[Start of section]

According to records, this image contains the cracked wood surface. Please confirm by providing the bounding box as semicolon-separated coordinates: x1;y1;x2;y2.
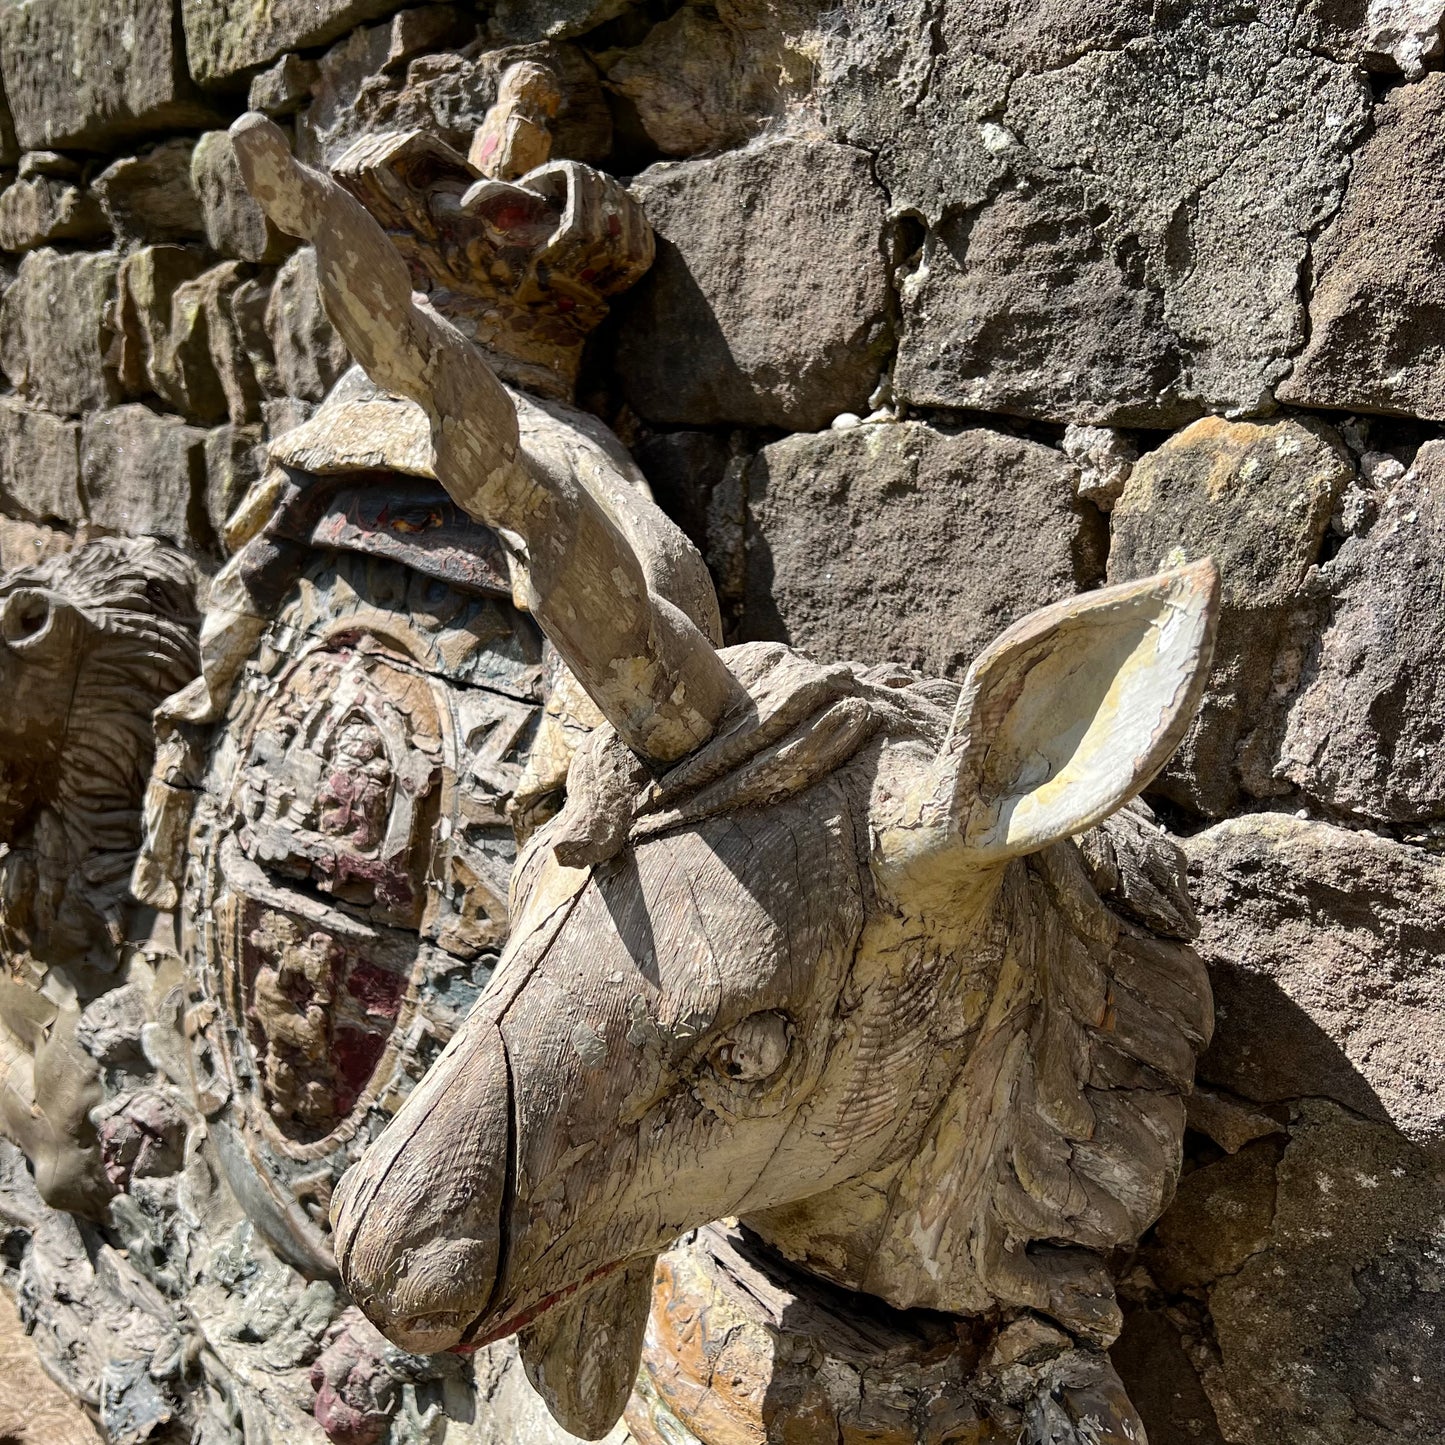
223;114;1221;1444
229;112;741;769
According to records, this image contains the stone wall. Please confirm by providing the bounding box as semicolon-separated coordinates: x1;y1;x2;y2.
0;1;1441;1444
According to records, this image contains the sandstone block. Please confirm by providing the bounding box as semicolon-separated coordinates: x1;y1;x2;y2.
265;247;350;403
603;2;813;158
743;420;1103;675
80;405;207;547
191;131;292;264
230;274;280;398
0;396;82;525
0;248;121;416
1107;416;1350;817
161;262;267;424
292;6;477;166
826;1;1367;425
615;138;893;431
1278;71;1445;423
0;0;215;152
1142;1139;1282;1297
203;424;266;545
247;54;320;118
1172;1103;1442;1444
1186;814;1445;1142
136;258;229;421
111;245;210;402
94;140;204;248
1279;439;1445;821
0;174;107;253
182;0;454;85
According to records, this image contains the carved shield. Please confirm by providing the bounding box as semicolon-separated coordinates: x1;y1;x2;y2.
183;538;542;1275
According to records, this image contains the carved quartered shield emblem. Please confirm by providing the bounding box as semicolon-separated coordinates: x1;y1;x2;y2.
183;540;543;1275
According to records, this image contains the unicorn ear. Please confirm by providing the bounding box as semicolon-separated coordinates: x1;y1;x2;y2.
930;561;1218;865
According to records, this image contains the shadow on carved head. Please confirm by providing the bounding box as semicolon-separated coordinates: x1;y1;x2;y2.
0;536;200;967
0;536;199;1219
225;112;1221;1441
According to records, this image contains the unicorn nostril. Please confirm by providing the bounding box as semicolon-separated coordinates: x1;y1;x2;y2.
389;1310;476;1353
341;1234;499;1354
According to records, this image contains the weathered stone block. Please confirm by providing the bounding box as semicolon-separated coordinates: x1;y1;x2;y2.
111;245;209;401
117;255;269;428
293;6;476;166
157;262;262;425
0;173;107;253
121;251;229;422
0;248;121;416
603;2;814;158
0;395;82;524
1279;439;1445;820
182;0;458;85
191;132;291;264
230;274;280;399
80;405;207;547
1108;416;1350;817
265;247;350;403
1278;71;1445;423
1364;0;1445;75
247;54;320;118
0;0;215;152
203;423;265;545
94;140;204;248
827;0;1367;425
615;138;893;431
743;420;1103;675
1186;814;1445;1142
1174;1103;1442;1444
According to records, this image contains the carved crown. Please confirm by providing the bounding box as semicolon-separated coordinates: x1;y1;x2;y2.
332;129;655;401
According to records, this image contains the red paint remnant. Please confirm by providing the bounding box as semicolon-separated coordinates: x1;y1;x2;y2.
334;1026;386;1110
346;959;405;1020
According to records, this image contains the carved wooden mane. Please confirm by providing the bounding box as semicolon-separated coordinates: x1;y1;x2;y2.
521;640;1209;1343
0;537;200;971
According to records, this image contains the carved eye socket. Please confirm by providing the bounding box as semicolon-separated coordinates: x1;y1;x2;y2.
0;589;52;648
708;1011;792;1085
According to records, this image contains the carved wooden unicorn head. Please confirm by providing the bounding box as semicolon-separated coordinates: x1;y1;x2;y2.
231;115;1220;1441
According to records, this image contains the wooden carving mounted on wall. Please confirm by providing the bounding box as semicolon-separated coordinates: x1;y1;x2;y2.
231;113;1220;1445
132;69;679;1289
0;538;200;1215
1;66;685;1445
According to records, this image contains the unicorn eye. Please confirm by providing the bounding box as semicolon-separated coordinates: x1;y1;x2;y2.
708;1012;792;1084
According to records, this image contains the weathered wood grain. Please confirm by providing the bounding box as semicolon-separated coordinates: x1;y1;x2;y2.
229;112;741;769
224;116;1221;1444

[End of section]

[DIRECTIONS FOR THIS TASK]
Repeat every record above exactly. The pictures do not belong in the copy.

[COMPLETED EXERCISE]
According to records, this image contains the cracked wood surface. Please confirm by providing the bounding box as semicolon-separated coordinates: x1;y1;x2;y2.
223;114;1221;1444
229;112;741;769
According to records, this image contains the stone wall. Please confirm by providing the bounding box as semicolon-separated coordinates: x1;y1;x2;y2.
0;1;1441;1444
According to records, this image contains the sandstone block. Please confirm by providing the bounding box as semicolon-separated coordinates: x1;y1;x2;y2.
265;247;350;403
603;2;813;158
743;420;1103;675
80;405;207;547
191;131;292;264
230;274;280;398
0;396;82;525
0;248;121;416
1107;416;1350;817
161;262;267;424
292;6;477;166
826;1;1367;425
615;138;893;431
1278;71;1445;423
0;0;215;152
1142;1139;1282;1297
203;424;266;545
247;54;320;118
1172;1103;1442;1444
1186;814;1445;1142
136;258;229;421
111;245;210;402
94;140;204;248
1279;439;1445;821
0;174;107;253
182;0;454;85
According to records, this image contains the carved shield. Please confirm by providing the bounding box as semicolon-separated coordinates: x1;y1;x2;y2.
183;538;542;1275
According to records, this image contains the carved quartered shield emblem. Please confirm by providing the bounding box as semicolon-separated coordinates: x1;y1;x2;y2.
183;540;543;1275
According to records, this image contains the unicorn ear. Please confirm by providing the bounding box as semicolon-separated coordinates: x1;y1;x2;y2.
930;561;1218;865
According to records, this image contains the shadow on carved head. Please confirm by providing the bounding box as semicolon-separated coordinates: x1;y1;x2;y2.
0;536;200;967
0;536;199;1219
225;112;1221;1441
According to records, this image contains the unicorn nostril. Please confirm by providing the bounding box as semicolon-separated coordinates: x1;y1;x2;y2.
389;1310;476;1353
341;1234;499;1354
According to records, this image contains the weathered stone block. Please confirm by providing the bounding box as semicolon-separated coordinates: x1;y1;x2;y2.
111;245;209;401
117;255;269;428
293;6;476;166
157;262;262;425
0;173;107;253
121;251;229;422
0;248;121;416
603;2;814;158
0;395;82;524
1279;439;1445;820
182;0;458;85
191;132;291;264
230;274;280;399
80;405;207;547
1108;416;1350;817
265;247;350;403
1278;71;1445;423
1364;0;1445;75
247;54;320;118
0;0;215;152
203;423;265;545
94;140;204;248
827;0;1367;425
615;138;893;431
743;420;1103;675
1186;814;1445;1142
1174;1103;1442;1444
According to records, this image contains the carved crown. Please confirm by providing the bounding box as semicolon-separated coordinates: x1;y1;x2;y2.
332;129;655;401
According to records, this image contains the red paint remnant. Please confirm by providing the bounding box as semicolon-separated coordinates: x1;y1;x2;y2.
334;1026;386;1110
346;959;405;1020
According to records, this image contains the carved wooden mane. Please confirm by providing the bounding box as semicolon-separated coordinates: x1;y1;x2;y2.
521;640;1209;1343
0;537;200;971
According to records, this image contains the carved eye socket. Please confirm by providing the bounding box as semicolon-separated coordinates: x1;y1;x2;y2.
0;589;52;648
708;1011;792;1085
According to records, this image contains the carved wooden unicorn head. Please confirm by providing the bounding box as semicolon-separated coordinates: x1;y1;x2;y2.
231;115;1220;1441
According to records, this image contains the wooden carving mounted on wall. Please confirm by providing the bounding box as semicolon-separated coordinates: x1;y1;x2;y2.
231;113;1220;1445
132;69;679;1289
0;538;200;1215
1;66;685;1445
According to records, this image contains the unicorn eye. Please confirm by providing the bounding box as semicolon-separated coordinates: x1;y1;x2;y2.
708;1012;792;1084
According to records, this image contains the weathered wood grain. Please confirm by providing the bounding box as semicolon-separated coordinates: x1;y1;x2;y2.
229;112;741;769
224;116;1221;1444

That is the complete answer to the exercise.